**Required work:**
Repeat every record below exactly as it appears.

**Material shown:**
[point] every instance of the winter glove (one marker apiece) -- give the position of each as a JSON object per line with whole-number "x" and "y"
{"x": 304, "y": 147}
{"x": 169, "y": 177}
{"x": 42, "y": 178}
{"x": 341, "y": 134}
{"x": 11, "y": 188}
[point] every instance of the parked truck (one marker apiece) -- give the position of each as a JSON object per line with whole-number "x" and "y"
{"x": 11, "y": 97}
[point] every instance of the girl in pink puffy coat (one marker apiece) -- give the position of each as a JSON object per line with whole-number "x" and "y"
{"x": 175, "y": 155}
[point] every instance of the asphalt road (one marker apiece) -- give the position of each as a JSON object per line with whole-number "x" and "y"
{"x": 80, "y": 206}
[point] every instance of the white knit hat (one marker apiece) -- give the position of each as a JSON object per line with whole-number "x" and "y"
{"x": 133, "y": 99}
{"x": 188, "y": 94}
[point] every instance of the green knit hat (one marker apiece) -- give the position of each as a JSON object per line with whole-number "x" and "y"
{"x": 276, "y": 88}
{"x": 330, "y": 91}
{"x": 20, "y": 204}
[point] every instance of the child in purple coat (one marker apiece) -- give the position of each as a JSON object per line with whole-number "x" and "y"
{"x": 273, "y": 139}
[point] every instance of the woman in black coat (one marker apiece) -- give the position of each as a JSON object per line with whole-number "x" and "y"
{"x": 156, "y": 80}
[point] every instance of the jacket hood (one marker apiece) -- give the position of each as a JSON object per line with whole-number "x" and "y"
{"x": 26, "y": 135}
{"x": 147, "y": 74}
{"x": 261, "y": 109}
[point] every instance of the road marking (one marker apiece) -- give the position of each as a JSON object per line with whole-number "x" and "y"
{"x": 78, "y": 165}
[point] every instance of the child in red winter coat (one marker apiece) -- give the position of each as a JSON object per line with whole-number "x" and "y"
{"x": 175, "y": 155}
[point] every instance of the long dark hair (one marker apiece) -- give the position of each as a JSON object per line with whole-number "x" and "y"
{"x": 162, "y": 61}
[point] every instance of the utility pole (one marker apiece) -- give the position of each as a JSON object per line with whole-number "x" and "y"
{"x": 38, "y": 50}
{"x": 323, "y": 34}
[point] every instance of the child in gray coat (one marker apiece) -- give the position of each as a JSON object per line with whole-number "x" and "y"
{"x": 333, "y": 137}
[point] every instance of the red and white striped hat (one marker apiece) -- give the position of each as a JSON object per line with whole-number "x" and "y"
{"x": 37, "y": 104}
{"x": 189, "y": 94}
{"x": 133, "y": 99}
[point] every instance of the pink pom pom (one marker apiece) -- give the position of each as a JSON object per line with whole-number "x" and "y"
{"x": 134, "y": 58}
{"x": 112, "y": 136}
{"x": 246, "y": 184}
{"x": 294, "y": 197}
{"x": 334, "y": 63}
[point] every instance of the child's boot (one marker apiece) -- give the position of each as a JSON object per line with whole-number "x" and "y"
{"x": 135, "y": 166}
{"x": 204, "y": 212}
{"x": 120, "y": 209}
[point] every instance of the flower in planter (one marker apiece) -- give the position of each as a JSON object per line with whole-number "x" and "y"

**Output of the exercise:**
[point] every instance of the winter glove (one marker apiece) -- give the position of each as a JSON object per line with whole-number "x" and "y"
{"x": 304, "y": 147}
{"x": 169, "y": 177}
{"x": 42, "y": 178}
{"x": 341, "y": 134}
{"x": 11, "y": 188}
[point] every instance of the parked truck (one marker apiece) -- give the position of each as a JSON object per line with whole-number "x" and "y"
{"x": 11, "y": 97}
[point] every instance of the girl in pink puffy coat (one marker apiece) -- give the position of each as a JSON object per line with whole-number "x" and "y"
{"x": 175, "y": 155}
[point] every instance of the asphalt road (one marker apiece) -- give the position of each as a JSON object per line with whole-number "x" and "y"
{"x": 80, "y": 206}
[point] every instance of the white knit hat (one marker apiece) -- give the position of each as a JSON object per line with whole-number "x" and "y"
{"x": 133, "y": 99}
{"x": 188, "y": 94}
[point] every instance of the green knit hat (one marker apiece) -- give the position of each as a JSON object per line with whole-number "x" and "y"
{"x": 276, "y": 88}
{"x": 330, "y": 91}
{"x": 20, "y": 204}
[point] every instance of the child in purple coat (one marker apiece) -- give the position of each as a JSON object per line with whole-number "x" and "y"
{"x": 273, "y": 139}
[point] every instance of the woman in black coat (one marker apiece) -- give the position of each as a JSON object per line with whole-number "x" and "y"
{"x": 156, "y": 80}
[point] every instance of the jacket hood (one marker apiece) -- give the position of each as a JSON object per line with whole-number "x" and "y"
{"x": 26, "y": 135}
{"x": 147, "y": 74}
{"x": 261, "y": 109}
[point] every instance of the road marking (one marker apiece) -- give the position of each as a JSON object per line with whole-number "x" and "y"
{"x": 78, "y": 165}
[point] every instance of the child in red winter coat (one marker apiece) -- give the position of each as a JSON object per line with whole-number "x" and "y"
{"x": 175, "y": 155}
[point] every instance of the long dark hair (one marker apiece) -- give the position of each as a JSON object per line with whole-number "x" and "y"
{"x": 162, "y": 61}
[point] every instance of the utility pole (one marker apiece) -- give the position of each as a JSON object per line with whole-number "x" and "y"
{"x": 38, "y": 50}
{"x": 323, "y": 34}
[point] every instance of the child in gray coat (one marker apiece) -- give the position of each as a JSON object per line with whole-number "x" and "y"
{"x": 333, "y": 137}
[point] every instance of the red and white striped hat (one marker apiece) -- give the position of each as a JSON object per line with whole-number "x" and "y"
{"x": 37, "y": 104}
{"x": 189, "y": 94}
{"x": 133, "y": 99}
[point] every instance of the pink pom pom (one marker apiece) -- give the position of each as a JSON object per line with whole-number "x" and "y"
{"x": 134, "y": 58}
{"x": 112, "y": 136}
{"x": 246, "y": 184}
{"x": 294, "y": 197}
{"x": 334, "y": 63}
[point] every instance of the child's boot (one marker apiece) -- give the position of each as a JSON object per line with whole-number "x" and "y"
{"x": 135, "y": 166}
{"x": 204, "y": 212}
{"x": 120, "y": 209}
[point] every instance of the flower in planter (one marker apiece) -- give the position of each as a JSON object per line with whole-number "x" and "y"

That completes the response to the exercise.